- **OBJECTIVE**
Quote all of the data below exactly, please.

[Excerpts of pointing data]
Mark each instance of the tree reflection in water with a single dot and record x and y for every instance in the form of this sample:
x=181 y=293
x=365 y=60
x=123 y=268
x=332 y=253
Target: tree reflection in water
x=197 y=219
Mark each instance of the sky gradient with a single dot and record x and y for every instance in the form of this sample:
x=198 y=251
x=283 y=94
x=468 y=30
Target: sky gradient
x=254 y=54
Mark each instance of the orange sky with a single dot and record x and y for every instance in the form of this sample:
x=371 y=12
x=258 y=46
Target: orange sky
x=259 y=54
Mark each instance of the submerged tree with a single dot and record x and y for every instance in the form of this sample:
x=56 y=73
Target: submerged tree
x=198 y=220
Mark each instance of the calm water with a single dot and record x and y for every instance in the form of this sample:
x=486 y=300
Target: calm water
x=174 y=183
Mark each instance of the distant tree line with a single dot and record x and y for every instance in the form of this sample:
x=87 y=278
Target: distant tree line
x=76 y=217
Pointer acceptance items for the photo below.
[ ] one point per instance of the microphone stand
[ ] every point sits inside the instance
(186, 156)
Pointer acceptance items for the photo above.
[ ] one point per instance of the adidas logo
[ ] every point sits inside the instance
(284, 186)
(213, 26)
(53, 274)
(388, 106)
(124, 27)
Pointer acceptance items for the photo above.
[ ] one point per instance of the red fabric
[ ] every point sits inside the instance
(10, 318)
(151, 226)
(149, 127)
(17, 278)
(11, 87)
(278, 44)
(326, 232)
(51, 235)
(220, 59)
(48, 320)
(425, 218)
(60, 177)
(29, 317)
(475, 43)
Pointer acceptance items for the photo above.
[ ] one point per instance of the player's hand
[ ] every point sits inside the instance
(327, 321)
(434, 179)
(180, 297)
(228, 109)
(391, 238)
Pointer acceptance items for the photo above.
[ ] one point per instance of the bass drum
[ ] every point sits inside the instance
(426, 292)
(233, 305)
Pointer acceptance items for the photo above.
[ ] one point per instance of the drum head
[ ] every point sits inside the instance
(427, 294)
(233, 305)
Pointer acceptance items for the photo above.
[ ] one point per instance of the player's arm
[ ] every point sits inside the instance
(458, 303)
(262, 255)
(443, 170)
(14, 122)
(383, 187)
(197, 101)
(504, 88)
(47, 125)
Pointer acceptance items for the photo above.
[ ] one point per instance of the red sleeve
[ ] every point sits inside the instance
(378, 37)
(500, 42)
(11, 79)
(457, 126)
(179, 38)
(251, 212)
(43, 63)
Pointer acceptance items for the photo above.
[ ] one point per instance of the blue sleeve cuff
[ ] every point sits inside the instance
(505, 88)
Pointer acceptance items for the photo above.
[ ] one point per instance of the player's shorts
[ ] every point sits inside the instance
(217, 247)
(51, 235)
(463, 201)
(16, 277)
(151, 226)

- **CORRECT ANSWER**
Mark each instance of the tree reflection in water with a single dot and record x and y for every instance in the form of this sample:
x=181 y=293
x=365 y=60
x=123 y=268
x=332 y=253
Target: tree reflection in water
x=197 y=219
Mark each instance of the sky gradient with a single dot and record x and y for every instance in the form of this sample:
x=198 y=251
x=283 y=94
x=468 y=30
Target: sky gradient
x=254 y=54
Mark each instance of the orange sky with a single dot and record x and y for every instance in the form of this sample:
x=371 y=12
x=258 y=46
Target: orange sky
x=259 y=54
Mark each instance of the submerged tree with a single dot and record x and y for every instance in the form of this sample:
x=56 y=73
Target: submerged tree
x=198 y=220
Mark each instance of the calm water with a single dot and record x and y for every instance in the form of this sample:
x=486 y=300
Target: calm water
x=174 y=183
Mark each instance of the distant tree line with a single dot and record x and y for every instance in the form of this sample:
x=87 y=278
Target: distant tree line
x=76 y=217
Pointer acceptance items for the photo below.
[ ] one point per instance of the microphone stand
[ ] every point sits inside the instance
(186, 156)
Pointer acceptance items for the photo above.
[ ] one point per instance of the adidas logo
[ ] every point sits inside the instance
(284, 186)
(213, 26)
(53, 274)
(388, 106)
(124, 27)
Pointer acceptance items for the photo above.
[ ] one point per instance of the red fabric
[ ] every point sits inside the instance
(10, 318)
(151, 226)
(149, 127)
(17, 278)
(11, 87)
(278, 44)
(326, 232)
(51, 235)
(220, 59)
(48, 320)
(425, 218)
(60, 177)
(29, 317)
(475, 43)
Pointer acceptance items for the photo above.
[ ] one point per instance of the player's hand
[ ] every point sits inside the instance
(327, 321)
(434, 179)
(180, 297)
(228, 109)
(391, 238)
Pointer acceptance items for the photo above.
[ ] one point per instance of the bass drum
[ ] every point sits inside the instance
(426, 292)
(233, 305)
Pointer acceptance items for the photo above.
[ ] one point per instance of the drum head
[ ] every point sits inside the instance
(427, 294)
(233, 305)
Pointer acceptance items for the photo above.
[ ] one point per instance of the player's arm
[ ] every point sits inside the instance
(458, 303)
(262, 255)
(443, 170)
(14, 122)
(383, 187)
(197, 101)
(504, 88)
(47, 125)
Pointer acceptance items for the photo above.
[ ] one point per instance of the red sleeve
[ ] every point sits inside the instance
(378, 37)
(500, 42)
(11, 79)
(457, 126)
(179, 38)
(251, 212)
(43, 63)
Pointer acceptance items for the photo above.
[ ] one point per instance of the blue sleeve cuff
[ ] every point sits inside the instance
(505, 88)
Pointer acceptance items for the photo above.
[ ] one point per instance of the player's shorts
[ ] every point sits inside the instance
(217, 247)
(51, 235)
(463, 201)
(16, 277)
(151, 226)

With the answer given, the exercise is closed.